**EXERCISE MATERIALS**.
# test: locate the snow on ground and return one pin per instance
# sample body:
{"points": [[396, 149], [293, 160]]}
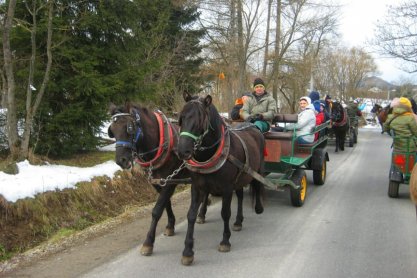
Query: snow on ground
{"points": [[34, 179]]}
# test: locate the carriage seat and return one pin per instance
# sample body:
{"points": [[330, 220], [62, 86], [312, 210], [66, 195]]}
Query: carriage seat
{"points": [[275, 135], [285, 118]]}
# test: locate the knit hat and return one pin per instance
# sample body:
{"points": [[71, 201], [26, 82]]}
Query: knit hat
{"points": [[258, 81], [405, 101], [306, 99], [314, 96], [317, 104]]}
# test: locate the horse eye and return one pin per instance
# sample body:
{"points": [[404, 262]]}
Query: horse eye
{"points": [[130, 128]]}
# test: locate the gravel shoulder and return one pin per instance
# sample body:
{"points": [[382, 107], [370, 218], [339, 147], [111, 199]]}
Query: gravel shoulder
{"points": [[81, 252]]}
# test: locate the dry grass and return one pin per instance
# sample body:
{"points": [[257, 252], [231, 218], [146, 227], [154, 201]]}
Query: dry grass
{"points": [[28, 222]]}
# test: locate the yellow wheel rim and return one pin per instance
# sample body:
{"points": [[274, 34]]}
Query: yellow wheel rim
{"points": [[303, 188]]}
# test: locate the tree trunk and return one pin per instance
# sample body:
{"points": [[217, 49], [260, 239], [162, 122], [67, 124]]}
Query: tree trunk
{"points": [[13, 137], [268, 20], [31, 110], [275, 76]]}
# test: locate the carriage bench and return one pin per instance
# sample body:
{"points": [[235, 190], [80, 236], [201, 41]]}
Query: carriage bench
{"points": [[279, 143]]}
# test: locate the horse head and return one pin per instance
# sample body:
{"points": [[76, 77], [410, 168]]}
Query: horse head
{"points": [[376, 108], [337, 112], [199, 122], [128, 128]]}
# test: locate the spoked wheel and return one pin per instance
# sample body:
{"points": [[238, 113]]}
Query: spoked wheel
{"points": [[298, 195], [351, 139], [393, 189], [319, 176]]}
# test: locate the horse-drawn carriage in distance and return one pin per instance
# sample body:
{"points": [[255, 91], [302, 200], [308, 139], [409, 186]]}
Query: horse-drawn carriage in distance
{"points": [[286, 160], [403, 159]]}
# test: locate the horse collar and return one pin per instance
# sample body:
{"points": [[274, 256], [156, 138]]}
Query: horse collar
{"points": [[166, 143], [216, 161]]}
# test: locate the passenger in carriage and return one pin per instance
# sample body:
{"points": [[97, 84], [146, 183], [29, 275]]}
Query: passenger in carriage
{"points": [[260, 107], [319, 110], [403, 123], [327, 107], [236, 110], [306, 122]]}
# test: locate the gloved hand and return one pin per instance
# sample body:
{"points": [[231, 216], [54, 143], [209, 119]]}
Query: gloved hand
{"points": [[250, 119], [258, 117]]}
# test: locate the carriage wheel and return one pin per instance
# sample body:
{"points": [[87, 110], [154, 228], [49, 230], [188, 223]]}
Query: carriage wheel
{"points": [[393, 189], [319, 176], [355, 137], [298, 195], [351, 140]]}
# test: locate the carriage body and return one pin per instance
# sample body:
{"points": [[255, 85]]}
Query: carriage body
{"points": [[403, 159], [286, 160]]}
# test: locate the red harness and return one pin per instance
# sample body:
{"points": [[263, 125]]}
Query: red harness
{"points": [[163, 153]]}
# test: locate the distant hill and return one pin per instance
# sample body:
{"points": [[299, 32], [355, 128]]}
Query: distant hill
{"points": [[374, 81]]}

**TASK**. Starting with the line that contains "# test: locate the horse collar" and going on through the end of the data, write out every line again, adding -92 to each coordinate in the answer points and leaving all other numbers unchanged.

**SOLUTION BELOW**.
# test: locate the horse collar and return one pin per instance
# sample body:
{"points": [[274, 256], [156, 138]]}
Query: horse collar
{"points": [[74, 51], [124, 69]]}
# test: locate the passenger in carriage and return one pin per instance
# sample body:
{"points": [[97, 84], [146, 183], [29, 275]]}
Query: passenger in carriage
{"points": [[168, 15], [227, 18], [311, 31], [235, 15], [144, 18], [214, 30]]}
# test: locate the gloved hand and return one pin per instance
# sample body:
{"points": [[231, 216], [54, 143], [209, 119]]}
Query: gloved hand
{"points": [[158, 27], [166, 25]]}
# test: locate the carriage wheel and return one pin per instance
# sample body:
{"points": [[87, 110], [154, 228], [49, 230], [188, 223]]}
Query: carriage wheel
{"points": [[301, 97], [227, 84], [263, 45], [206, 103], [259, 48]]}
# test: locate the carriage body and return one pin per instance
# sample body:
{"points": [[255, 85]]}
Query: carriage body
{"points": [[311, 67], [194, 68]]}
# test: locate the red harness and return one pin per instance
# sample body:
{"points": [[263, 125]]}
Query: red harness
{"points": [[71, 61]]}
# test: locate the distant hill and return one pin per instance
# sample body:
{"points": [[299, 32], [355, 128]]}
Query: distant hill
{"points": [[282, -11]]}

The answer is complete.